*What you have to do:* Carry on the market commentary below, picking up right after its final sentence.

*Text section:*
US futures were also trading with a heavier bias. Interest rates remained firm. The US 2- and 10-year yields were up a couple of basis points to 2.47% and 2.85%, respectively.

China's GDP inexplicably rose, though March details were poor and the yield on the Chinese 10-year bond rose almost 3 bp to 2.80%. The dollar rose high. Despite more official expressions of concern by Japanese officials over the pace of the move, the dollar was rising for the 12th consecutive session against the yen and reached a new high of almost JPY126.80.

The euro had been trading around a 20-pip range on either side of $1.08. The dollar bloc and sterling were the weakest. Emerging market currencies were also mostly lower.

Gold was up about $14, closing in on the $2000-mark, which had not been seen since Mar. 10. June WTI extended its three-day rally to $108, but returned to the $106 area in quiet turnover. It rose almost 9% last week.

Iron ore fell 2.4% today, giving back last week's gains in full. Copper was firmer, extending its advance for the fourth consecutive session. US natural gas prices were up more than 3%. It was the fifth session of higher prices and last week's 16.3% advance was the fifth consecutive weekly gain. July wheat prices were trading around 2% higher. It rose 4.4% last week.

Asia Pacific

China reported that Q1 GDP rose twice as fast the economists expected (median in Bloomberg's survey) with a 1.3% quarter-over-quarter expansion. The year-over-year rate increased to 4.8% from 4.0%. However, the details do not jive.

*Records from a data collection:*

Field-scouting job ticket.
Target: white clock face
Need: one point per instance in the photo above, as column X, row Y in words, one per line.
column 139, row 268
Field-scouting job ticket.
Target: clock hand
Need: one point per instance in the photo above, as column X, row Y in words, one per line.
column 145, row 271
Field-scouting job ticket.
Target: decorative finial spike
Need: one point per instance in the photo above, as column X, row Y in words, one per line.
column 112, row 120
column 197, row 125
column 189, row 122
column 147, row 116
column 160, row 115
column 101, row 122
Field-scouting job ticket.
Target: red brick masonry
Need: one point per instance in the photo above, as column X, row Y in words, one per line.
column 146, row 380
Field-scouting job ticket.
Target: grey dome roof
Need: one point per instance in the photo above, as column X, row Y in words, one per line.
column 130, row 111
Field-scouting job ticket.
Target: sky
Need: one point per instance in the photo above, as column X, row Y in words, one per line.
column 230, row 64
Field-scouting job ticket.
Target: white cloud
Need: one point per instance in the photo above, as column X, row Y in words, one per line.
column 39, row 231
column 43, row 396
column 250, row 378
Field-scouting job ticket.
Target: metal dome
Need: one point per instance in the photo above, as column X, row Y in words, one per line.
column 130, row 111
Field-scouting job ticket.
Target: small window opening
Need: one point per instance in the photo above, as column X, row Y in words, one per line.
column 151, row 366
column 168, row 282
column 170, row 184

*Final result:*
Investment rose, but production of steel and cement fell by 10%. Industrial output rose 5.0% year-over-year in March. Economists expected a 4% increase. Real estate sales fell 29% year-over-year in March, while the 100 largest property developers reported a 50% decline.

Still, the takeaway was that March was poor, and April will likely be weaker still. Retail sales fell 3.5% year-over-year in March. The median forecast was for a 3% fall. Joblessness rose to 5.8% from 5.5%. It was expected to be unchanged.

Japanese officials appeared to have stepped up their rhetoric about the yen, but the focus was still on the pace of the move. This took some of the sting away from the jawboning. BOJ Governor Kuroda slowly ratcheted up his remarks, telling the Diet today that the recent yen moves had been rapid. Finance Minister Suzuki said excessive and disorderly moves had negative impact.

Still, if officials wanted to stem the tide, they needed to climb the next rung of the escalation ladder, which would seem to be an acknowledgement that the level that had been reached was problematic.

However, with the divergence of monetary policy and low inflation (deflation, if fresh food and energy were excluded), it was difficult to make a compelling case that the yen's weakness did not reflect fundamentals.

South Korea will formally apply to the Comprehensive and Progressive Agreement for Trans-Pacific Partnership before President Moon Jae-in's term ends early next month. Since last year, South Korea had been moving in this direction, but made the formal announcement before the weekend.

The incoming government (President Yoon Suk-yeol) apparently supported the accession process, which could take a year or more. The ostensible goal was to diversify exports, but a state-run economic institute forecasted that joining the CPTPP would boost GDP by around 0.33%.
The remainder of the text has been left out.